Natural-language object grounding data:
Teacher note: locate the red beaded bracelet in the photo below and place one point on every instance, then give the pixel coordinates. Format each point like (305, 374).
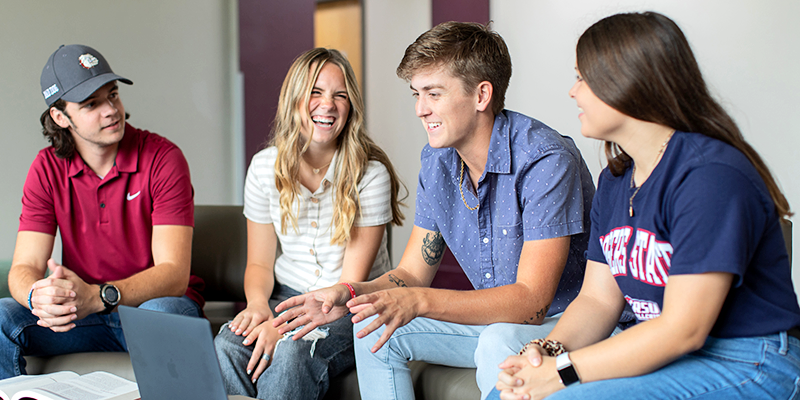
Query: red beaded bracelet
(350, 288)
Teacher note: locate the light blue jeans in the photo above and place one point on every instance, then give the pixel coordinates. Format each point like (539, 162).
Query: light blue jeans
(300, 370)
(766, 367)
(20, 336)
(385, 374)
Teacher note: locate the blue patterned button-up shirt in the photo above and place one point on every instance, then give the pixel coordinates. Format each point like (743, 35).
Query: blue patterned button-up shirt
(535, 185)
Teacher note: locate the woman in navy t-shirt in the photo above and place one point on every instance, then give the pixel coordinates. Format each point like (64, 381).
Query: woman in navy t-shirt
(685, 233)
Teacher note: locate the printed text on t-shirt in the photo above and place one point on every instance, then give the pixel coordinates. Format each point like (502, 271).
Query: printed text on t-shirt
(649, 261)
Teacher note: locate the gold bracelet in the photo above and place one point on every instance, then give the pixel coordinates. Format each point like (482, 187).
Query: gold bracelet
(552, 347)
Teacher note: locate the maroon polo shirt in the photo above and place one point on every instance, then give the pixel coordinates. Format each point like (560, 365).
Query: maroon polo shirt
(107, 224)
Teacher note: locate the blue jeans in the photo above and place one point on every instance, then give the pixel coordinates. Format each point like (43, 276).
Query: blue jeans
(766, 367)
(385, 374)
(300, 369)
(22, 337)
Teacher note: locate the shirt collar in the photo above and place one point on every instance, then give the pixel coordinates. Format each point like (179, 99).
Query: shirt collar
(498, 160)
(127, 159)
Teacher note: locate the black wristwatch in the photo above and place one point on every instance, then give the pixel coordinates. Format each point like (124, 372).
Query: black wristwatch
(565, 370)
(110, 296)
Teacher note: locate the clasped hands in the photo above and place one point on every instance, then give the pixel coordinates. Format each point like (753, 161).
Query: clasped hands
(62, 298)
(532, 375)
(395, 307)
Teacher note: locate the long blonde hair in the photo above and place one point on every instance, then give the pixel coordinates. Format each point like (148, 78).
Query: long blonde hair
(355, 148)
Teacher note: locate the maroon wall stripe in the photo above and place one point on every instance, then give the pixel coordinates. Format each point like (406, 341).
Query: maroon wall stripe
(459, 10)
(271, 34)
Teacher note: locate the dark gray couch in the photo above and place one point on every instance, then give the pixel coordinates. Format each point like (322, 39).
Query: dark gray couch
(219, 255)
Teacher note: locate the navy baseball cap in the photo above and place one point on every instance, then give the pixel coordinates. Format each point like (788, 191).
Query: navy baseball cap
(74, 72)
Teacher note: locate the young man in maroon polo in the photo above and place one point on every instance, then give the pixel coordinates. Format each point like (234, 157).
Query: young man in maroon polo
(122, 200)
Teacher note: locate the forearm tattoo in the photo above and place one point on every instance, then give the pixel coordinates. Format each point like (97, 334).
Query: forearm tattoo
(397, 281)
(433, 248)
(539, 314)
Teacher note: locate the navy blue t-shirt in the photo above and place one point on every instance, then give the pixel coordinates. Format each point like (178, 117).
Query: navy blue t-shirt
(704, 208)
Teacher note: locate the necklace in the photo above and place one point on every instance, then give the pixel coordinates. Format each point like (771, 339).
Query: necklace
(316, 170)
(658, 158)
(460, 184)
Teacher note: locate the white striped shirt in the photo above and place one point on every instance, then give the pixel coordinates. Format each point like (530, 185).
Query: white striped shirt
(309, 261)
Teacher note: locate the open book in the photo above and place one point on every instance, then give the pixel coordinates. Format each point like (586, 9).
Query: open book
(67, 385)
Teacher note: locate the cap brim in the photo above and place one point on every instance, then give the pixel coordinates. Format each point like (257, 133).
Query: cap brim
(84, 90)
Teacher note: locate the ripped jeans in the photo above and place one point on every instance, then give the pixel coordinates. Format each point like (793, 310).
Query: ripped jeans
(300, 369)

● Problem details: The answer is the records above, repeated exactly, with no picture in it.

● Exercise answer:
Teacher note: locate the red beaded bracelet in the photo below and place one point on every instance, then give the pixel coordinates. Format each point like (305, 374).
Query: red beaded bracelet
(350, 288)
Teacher note: locate the light blue jeans in the photo above and place one point on every instance, then give the pixel coordinates. Format each point like (539, 162).
Query: light blue jeans
(300, 370)
(766, 367)
(20, 336)
(385, 374)
Teacher note: locate the blue patterned button-up shirt in the photo above and place one point on every instance, then give the pixel coordinates. Format each point like (743, 35).
Query: blue patterned button-up shirt
(535, 185)
Teacher note: locate the woman in navy t-shirt in the photo above and place one point on every instance, then give the pixel coordinates. Format each point like (64, 381).
Query: woman in navy t-shirt
(685, 233)
Teacher note: locate the printed text on t-shirt in the photo above and place one point on every instance, then give the pixel coordinates. Format each point like (502, 271).
Query: printed text on t-shirt
(649, 261)
Teacher note: locate the gold bracelet in the photo above and place one point on every instance, then give the pixel coordinates. Format each point like (482, 187).
Query: gold bracelet
(552, 347)
Teacher note: locate the maroon polo shirt in the photo above and place one point on every instance, then give the pixel coordinates. Format each point like (560, 365).
Query: maroon polo shirt
(107, 224)
Teacher note: locate the blue jeans in the photo above and place one point on every instance, then give the pixel coordinates. Format each point like (43, 276).
Query: blue jeans
(766, 367)
(385, 374)
(300, 369)
(22, 337)
Teacher note: locate the shirt collar in the photo above and place one point on every instance, then give the pixel coordinates. Format each point like (179, 99).
Query: shirt collar
(498, 160)
(127, 159)
Teacher note: locate the black wristwatch in the photo above and place one point on every instance, then give the pixel coordinates. Format each point like (124, 372).
Query: black wristwatch
(565, 370)
(110, 296)
Teacher note: locate the clasped hands in the photo above and place one point on every instance, then give the pixel coordinates. Format each point like (753, 161).
Query: clasped hands
(62, 298)
(532, 375)
(395, 307)
Teacher note: locate the long blonde hair in the photo above and place one point on every instance, then give the pixel coordinates. Format each point like (148, 78).
Query: long blonde hair
(355, 148)
Teacher note: locate the maroon wall stripe in the photo above and place one point on every instance, then give the pixel coordinates. Format each point like (406, 341).
Query: maroon wall stripe
(459, 10)
(271, 34)
Teacher note: locate the dark gray couch in the photo above and place one point on every instance, then give the pixel coordinates. Format each point like (322, 39).
Query: dark gray couch
(219, 255)
Teacher note: locate the navy baseball cap in the photo above and place one point on every instance, then give the pixel coordinates. Format each point like (788, 191).
Query: navy baseball cap
(74, 72)
Teacher note: locate the young man in maroon polo in the photo above and place one point on every instance, then give the pixel coordinates. Format each point like (234, 157).
Query: young man in maroon polo
(122, 200)
Teacher note: locate the forearm tattoo in the photo above and place one point on every instance, then give the pixel coordinates. Format each point like (97, 334).
Query: forearm tattoo
(397, 281)
(433, 248)
(539, 314)
Teacher note: locate the navy blue t-shirt in the photo above and place one point on every instance, then give the pixel coordinates. Format each point like (178, 117).
Query: navy blue t-shirt
(704, 208)
Teacher note: locate the necklace in the photo above and place one point on every instance, then give the pixel coordinates. Format each point like (771, 339).
Query: necklace
(316, 170)
(658, 158)
(460, 184)
Teacher note: locate the white striped shirt in the photo above and place one point on every instance, then give the pixel coordinates. Format each point like (530, 185).
Query: white striped shirt
(309, 261)
Teacher note: locate the open book in the photo above and place one point on every instance, then give the pixel coordinates. Format each point like (586, 9).
Query: open book
(67, 385)
Teacher note: locate the cap brim in the photo above and place one point on every instance, then give the pixel coordinates. Format each point like (257, 133).
Query: cap brim
(84, 90)
Teacher note: locate the ripped jeans in the photo above and place one point on every instance, then give the pixel coordinates. Format each point like (793, 310).
Query: ripped jeans
(300, 369)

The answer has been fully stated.